[Start of Page extract]
The Veil War

"and then I was like, 'Holy crap, goblins!'"

Part Eight, the Ocho

It’s Veil War Thursday. And that means that today you get another chapter. Your teaser:

“What are they doing firing a half mile out?”

Lewis dropped the glasses. He watched the gray cloud of arrows climb skyward. It looks like they’ve got the distance…. And there goes another volley.

Evans was incredulous. “How the hell could anyone draw a bow that could shoot an arrow that goddamn far?”

Five flights of arrows were in the air when the first round hit. Those five hundred arrows hit the goblins like the wrath of god. “Holy mother of fuck!” Evans shouted.

“I don’t believe it. Every single one of those arrows hit.” Pethoukis said softly, stunned.

FYI: there will be no chapter next Thursday as I will be conducting a Christmas safari through the untamed wilds of northern and central Ohio before heading back to Virginia. Next year, we will resume our normal weekly schedule.

In recompense for not giving you your accustomed Veil War carnage, I will send a special bonus story to everyone who has signed up as an email follower or befriended the Veil War’s Facebook page. You may justly consider this as both a reward for being an early adopter, and an encouragement to become an early adopter.

The Really Big Idea

I’ve long been an admirer and follower of the Big Idea series at John Scalzi’s Whatever. I have bought more books based on a reading of a Big Idea post than from any other source. The only thing that even comes close is Cory Doctorow’s reviews at Boing Boing.

Hearing straight from the author why they wrote their book, and what issues they wrestled and pinned to the ground to get it done is a far better introduction than, well, just about anything short of actually reading the book. What it comes down to is that getting an insight into the mind of the author is far better than getting a look inside the mind of the marketing drone writing the back cover blurb.

The only downside to the Big Idea is that the Scalzi, in his wisdom, has limited participation: “The feature is open to all authors regardless of genre, fiction and non-fiction alike. …so long as their works are distributed to major bookstores on a returnable basis and are available on the following three American online book stores: Amazon, Barnes and Noble, and Powell’s.”

Well, that sucks.

I see what he’s doing, and why – and were I in his place I could imagine having similar restrictions. It’s a good filter.

Since I’ve become an independent author – all of a month and a half, now – I’ve been amazed at the help and advice I’ve gotten in the really short amount of time that I’ve been out here. Even among the independent publishing crowd, my method is a little outre – I’m serializing The Great American Goblin Invasion Novel, for free. A friend characterized my business plan in a way that you might find familiar:

  1. Get readers
  2. ???
[End of Page extract]
Goal:
Answer these questions about the Veil War post:
1. How many arrows hit the goblins in the teaser?
2. Where will the author go on a Christmas safari?
3. Which three online book stores must carry a work for the Big Idea feature?
The rows that follow come from a different source.
[Start of Information supplied]
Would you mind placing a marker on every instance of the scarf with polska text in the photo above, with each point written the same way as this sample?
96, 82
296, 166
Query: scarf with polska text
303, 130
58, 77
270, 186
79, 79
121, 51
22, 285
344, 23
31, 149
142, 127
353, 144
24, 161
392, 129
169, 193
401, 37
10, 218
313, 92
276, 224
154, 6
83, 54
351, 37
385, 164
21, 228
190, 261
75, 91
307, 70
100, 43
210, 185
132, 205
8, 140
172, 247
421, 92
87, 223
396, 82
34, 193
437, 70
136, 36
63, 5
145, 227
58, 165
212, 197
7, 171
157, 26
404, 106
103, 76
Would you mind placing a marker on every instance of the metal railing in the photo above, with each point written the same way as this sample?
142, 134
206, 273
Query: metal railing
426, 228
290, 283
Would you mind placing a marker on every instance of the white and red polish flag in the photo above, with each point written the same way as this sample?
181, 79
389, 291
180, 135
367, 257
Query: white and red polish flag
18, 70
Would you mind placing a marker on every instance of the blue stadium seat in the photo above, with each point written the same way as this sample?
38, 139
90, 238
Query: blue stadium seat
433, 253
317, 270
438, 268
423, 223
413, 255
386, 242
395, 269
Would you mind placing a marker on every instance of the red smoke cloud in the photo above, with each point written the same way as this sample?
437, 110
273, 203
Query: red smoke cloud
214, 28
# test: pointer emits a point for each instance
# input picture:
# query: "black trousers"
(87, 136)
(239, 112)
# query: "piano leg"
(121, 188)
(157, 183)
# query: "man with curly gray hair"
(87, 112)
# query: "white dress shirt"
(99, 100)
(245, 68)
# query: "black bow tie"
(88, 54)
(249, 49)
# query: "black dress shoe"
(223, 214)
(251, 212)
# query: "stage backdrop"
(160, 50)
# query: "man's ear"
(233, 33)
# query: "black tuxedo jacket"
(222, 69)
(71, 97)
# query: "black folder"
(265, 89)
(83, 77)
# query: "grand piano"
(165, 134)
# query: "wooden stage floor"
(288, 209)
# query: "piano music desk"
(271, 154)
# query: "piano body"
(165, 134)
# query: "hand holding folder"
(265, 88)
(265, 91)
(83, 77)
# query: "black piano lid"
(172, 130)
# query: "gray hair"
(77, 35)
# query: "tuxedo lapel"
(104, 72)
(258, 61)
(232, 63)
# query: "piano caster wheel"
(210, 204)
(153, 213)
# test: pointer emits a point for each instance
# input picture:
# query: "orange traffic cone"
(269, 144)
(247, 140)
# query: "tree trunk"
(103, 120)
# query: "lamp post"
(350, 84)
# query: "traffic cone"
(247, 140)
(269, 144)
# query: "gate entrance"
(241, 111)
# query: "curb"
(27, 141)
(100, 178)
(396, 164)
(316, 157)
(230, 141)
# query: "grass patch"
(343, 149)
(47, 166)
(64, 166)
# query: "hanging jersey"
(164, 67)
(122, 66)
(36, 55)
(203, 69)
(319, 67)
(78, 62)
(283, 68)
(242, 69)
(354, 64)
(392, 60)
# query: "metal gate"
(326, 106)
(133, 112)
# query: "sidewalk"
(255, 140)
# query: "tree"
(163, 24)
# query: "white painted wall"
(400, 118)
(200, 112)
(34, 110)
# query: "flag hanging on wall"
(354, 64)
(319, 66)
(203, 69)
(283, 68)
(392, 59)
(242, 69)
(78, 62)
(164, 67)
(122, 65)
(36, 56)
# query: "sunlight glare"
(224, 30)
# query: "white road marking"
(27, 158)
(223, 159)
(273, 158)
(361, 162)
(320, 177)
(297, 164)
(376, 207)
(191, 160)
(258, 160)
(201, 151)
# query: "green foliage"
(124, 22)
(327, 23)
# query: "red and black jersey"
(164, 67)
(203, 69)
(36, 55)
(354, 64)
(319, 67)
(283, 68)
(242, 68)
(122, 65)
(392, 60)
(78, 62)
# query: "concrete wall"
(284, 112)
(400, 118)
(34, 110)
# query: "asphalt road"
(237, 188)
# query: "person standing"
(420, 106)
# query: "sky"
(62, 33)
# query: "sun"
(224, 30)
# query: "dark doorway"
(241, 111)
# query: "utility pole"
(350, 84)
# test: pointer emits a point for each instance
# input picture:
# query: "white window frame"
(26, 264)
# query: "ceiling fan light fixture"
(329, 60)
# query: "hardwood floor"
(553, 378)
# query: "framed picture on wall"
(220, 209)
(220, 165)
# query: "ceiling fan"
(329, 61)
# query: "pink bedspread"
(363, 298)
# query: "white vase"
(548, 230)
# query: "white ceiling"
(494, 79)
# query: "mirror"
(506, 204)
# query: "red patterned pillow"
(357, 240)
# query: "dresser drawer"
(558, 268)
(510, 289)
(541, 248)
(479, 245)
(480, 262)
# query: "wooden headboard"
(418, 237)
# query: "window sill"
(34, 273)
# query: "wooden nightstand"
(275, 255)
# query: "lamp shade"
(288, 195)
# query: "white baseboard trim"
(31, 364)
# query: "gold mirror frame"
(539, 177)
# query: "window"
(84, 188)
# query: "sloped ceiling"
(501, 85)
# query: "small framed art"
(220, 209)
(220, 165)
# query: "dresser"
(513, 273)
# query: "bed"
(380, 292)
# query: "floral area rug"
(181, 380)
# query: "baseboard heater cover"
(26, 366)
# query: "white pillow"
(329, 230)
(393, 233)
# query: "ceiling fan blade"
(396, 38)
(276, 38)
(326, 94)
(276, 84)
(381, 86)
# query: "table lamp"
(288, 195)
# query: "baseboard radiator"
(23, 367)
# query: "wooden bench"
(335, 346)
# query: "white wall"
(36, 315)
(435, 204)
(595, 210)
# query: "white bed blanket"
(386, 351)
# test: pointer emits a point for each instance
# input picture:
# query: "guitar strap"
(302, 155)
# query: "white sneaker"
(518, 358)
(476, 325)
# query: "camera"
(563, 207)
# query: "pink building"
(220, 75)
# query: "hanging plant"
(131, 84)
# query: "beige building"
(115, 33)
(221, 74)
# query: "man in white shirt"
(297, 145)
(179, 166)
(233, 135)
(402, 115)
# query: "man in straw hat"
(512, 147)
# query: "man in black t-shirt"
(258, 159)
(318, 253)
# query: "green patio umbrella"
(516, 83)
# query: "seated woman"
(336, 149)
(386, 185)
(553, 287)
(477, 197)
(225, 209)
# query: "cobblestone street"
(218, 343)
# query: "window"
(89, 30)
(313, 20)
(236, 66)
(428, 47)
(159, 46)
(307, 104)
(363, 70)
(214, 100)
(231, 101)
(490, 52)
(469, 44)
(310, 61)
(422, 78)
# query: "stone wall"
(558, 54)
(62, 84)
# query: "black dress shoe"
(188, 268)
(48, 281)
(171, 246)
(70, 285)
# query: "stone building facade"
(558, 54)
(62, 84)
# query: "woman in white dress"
[End of Information supplied]
The response:
1. Five hundred
2. Northern and central Ohio
3. Amazon, Barnes and Noble, and Powell's